=== Required task ===
How many lines in the rows below contain the word "floral"? Reply with the number only.

[Object location annotation data]
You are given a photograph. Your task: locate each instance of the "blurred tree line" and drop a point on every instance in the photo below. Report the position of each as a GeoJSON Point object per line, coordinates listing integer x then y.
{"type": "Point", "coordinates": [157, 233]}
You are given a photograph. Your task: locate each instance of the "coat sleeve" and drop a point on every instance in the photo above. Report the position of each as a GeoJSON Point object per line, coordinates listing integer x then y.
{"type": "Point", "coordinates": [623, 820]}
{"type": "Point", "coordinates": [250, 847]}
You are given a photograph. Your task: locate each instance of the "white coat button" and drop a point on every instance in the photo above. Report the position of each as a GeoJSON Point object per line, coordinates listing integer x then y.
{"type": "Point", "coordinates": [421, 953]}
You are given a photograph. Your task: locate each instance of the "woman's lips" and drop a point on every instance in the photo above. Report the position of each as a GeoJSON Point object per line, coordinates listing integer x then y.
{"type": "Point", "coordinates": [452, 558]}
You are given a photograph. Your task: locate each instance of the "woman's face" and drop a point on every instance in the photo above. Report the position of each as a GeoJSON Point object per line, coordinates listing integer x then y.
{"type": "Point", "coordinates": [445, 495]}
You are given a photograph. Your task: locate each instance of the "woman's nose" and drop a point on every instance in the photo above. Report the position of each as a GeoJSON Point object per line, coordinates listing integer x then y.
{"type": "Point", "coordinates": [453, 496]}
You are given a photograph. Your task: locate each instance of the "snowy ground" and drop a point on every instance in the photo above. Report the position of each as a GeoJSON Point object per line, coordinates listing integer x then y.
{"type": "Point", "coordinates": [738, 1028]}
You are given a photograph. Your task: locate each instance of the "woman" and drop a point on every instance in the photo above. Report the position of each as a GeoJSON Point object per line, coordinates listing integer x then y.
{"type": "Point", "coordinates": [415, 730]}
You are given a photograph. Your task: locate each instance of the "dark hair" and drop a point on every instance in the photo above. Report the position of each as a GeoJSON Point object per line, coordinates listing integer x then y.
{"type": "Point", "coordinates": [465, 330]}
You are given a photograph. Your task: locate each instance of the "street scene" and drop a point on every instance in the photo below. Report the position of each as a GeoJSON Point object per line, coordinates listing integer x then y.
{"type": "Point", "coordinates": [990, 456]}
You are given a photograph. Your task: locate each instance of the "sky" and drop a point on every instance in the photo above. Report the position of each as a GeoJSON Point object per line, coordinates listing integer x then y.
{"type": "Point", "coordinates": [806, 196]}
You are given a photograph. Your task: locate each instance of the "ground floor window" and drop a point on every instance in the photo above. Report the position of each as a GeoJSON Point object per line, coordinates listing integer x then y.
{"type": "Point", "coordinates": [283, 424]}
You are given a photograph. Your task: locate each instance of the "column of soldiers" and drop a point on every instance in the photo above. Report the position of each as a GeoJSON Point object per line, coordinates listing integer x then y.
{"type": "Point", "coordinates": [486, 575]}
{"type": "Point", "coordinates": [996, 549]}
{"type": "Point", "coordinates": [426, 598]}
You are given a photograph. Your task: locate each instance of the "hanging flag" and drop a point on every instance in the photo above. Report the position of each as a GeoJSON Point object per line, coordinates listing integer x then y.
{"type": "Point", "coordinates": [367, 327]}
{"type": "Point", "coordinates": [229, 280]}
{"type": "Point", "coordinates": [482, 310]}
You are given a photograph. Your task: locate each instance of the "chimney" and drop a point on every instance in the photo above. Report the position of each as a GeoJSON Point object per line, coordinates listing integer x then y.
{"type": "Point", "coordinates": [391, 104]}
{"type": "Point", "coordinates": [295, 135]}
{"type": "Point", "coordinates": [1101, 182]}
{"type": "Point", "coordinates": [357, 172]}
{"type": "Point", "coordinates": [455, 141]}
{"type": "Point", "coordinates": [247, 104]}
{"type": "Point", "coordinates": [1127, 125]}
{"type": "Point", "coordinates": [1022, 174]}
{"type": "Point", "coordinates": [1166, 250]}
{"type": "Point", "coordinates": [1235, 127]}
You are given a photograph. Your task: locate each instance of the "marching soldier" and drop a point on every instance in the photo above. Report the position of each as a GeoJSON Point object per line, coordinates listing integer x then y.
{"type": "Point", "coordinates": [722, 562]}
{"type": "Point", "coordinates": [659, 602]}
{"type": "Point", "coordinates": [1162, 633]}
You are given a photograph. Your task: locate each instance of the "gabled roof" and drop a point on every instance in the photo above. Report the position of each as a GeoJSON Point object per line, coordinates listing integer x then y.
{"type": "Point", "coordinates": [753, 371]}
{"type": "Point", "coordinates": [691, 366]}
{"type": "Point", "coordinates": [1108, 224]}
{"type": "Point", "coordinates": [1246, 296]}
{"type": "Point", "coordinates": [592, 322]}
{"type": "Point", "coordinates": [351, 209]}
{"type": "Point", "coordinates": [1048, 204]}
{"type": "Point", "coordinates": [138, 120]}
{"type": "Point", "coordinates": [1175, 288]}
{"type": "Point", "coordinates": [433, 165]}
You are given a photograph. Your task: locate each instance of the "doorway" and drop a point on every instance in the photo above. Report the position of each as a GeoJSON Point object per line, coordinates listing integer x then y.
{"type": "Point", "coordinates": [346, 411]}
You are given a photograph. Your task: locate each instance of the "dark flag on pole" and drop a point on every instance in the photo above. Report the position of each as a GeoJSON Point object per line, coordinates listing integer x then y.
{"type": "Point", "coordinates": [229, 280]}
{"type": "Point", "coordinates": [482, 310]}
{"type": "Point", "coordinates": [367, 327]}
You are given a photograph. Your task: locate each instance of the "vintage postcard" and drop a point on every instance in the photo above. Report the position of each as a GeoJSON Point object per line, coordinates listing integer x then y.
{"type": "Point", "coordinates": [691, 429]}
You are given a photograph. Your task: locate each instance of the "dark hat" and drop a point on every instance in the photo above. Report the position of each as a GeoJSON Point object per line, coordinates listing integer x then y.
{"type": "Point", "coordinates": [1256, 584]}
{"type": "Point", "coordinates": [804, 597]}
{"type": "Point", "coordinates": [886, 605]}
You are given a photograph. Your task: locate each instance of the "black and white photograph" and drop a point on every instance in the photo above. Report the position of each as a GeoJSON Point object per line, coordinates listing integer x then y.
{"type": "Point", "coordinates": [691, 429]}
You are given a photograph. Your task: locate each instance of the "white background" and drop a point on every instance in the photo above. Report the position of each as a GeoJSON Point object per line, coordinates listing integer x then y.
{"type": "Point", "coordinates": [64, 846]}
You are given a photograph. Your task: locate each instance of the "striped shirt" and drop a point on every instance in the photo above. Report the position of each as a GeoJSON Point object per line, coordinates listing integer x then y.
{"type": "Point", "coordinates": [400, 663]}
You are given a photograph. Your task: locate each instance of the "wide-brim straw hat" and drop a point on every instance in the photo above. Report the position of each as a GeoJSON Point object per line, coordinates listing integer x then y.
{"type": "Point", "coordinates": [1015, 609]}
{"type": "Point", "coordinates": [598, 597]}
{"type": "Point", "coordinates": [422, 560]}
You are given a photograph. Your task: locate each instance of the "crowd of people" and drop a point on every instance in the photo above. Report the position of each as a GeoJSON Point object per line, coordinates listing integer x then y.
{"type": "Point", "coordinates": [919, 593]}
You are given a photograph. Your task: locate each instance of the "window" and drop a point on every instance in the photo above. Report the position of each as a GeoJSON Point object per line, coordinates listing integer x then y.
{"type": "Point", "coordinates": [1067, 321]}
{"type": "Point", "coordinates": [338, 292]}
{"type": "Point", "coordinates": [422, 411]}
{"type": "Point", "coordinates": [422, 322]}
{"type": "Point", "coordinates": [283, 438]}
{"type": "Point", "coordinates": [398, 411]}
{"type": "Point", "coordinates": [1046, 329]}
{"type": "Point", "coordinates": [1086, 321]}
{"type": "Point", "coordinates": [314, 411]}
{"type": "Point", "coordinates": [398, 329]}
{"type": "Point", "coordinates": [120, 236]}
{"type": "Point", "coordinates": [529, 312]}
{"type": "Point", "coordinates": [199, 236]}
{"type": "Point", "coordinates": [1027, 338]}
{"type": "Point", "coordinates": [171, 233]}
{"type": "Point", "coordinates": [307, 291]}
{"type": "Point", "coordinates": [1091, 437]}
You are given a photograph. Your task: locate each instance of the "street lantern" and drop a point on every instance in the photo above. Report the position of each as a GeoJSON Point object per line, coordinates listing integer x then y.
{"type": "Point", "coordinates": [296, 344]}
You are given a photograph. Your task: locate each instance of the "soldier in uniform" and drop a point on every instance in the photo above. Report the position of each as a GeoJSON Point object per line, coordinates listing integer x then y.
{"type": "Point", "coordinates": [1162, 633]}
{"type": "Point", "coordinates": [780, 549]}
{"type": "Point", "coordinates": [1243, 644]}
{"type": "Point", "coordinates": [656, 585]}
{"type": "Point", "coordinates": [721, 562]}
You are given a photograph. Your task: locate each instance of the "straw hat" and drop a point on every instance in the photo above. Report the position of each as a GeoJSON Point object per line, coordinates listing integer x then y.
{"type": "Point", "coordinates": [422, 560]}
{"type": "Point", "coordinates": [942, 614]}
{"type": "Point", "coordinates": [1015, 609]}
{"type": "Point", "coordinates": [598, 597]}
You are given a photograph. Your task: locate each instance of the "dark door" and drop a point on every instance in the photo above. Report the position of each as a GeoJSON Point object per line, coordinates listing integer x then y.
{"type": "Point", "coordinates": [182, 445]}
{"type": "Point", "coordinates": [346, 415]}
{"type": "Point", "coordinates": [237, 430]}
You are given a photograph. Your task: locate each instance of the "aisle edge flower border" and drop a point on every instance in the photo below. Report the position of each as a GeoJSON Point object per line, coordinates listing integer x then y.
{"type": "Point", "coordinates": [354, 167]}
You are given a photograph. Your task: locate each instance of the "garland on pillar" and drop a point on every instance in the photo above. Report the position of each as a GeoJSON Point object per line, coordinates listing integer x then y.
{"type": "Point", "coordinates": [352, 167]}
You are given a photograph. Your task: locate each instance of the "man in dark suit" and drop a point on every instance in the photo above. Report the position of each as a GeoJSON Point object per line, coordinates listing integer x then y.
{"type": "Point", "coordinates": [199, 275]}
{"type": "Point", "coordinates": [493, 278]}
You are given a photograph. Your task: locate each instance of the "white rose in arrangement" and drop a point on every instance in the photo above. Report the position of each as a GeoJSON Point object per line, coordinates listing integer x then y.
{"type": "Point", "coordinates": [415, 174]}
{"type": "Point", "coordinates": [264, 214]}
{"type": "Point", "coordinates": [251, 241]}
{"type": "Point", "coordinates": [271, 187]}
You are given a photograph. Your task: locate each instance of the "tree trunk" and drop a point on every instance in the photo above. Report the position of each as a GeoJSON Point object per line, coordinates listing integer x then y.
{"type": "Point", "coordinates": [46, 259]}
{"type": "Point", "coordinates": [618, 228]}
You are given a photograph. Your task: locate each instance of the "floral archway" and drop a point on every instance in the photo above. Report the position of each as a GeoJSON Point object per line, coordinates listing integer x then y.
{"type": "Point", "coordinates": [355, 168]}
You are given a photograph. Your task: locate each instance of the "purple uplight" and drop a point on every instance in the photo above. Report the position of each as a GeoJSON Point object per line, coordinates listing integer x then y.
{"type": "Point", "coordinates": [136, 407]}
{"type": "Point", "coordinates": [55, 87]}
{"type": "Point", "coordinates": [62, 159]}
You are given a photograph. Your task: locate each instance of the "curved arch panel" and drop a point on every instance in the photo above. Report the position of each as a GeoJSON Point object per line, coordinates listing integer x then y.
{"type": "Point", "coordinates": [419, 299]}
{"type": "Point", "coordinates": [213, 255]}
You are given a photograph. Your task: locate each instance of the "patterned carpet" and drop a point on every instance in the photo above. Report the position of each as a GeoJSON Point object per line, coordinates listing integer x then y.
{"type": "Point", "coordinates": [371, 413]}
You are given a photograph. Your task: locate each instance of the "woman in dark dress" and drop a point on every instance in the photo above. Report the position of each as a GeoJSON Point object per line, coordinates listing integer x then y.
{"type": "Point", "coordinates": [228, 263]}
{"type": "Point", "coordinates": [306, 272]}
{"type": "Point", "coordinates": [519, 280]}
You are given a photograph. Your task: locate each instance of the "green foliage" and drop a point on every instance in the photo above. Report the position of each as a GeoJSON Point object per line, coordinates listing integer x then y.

=== Worked solution ===
1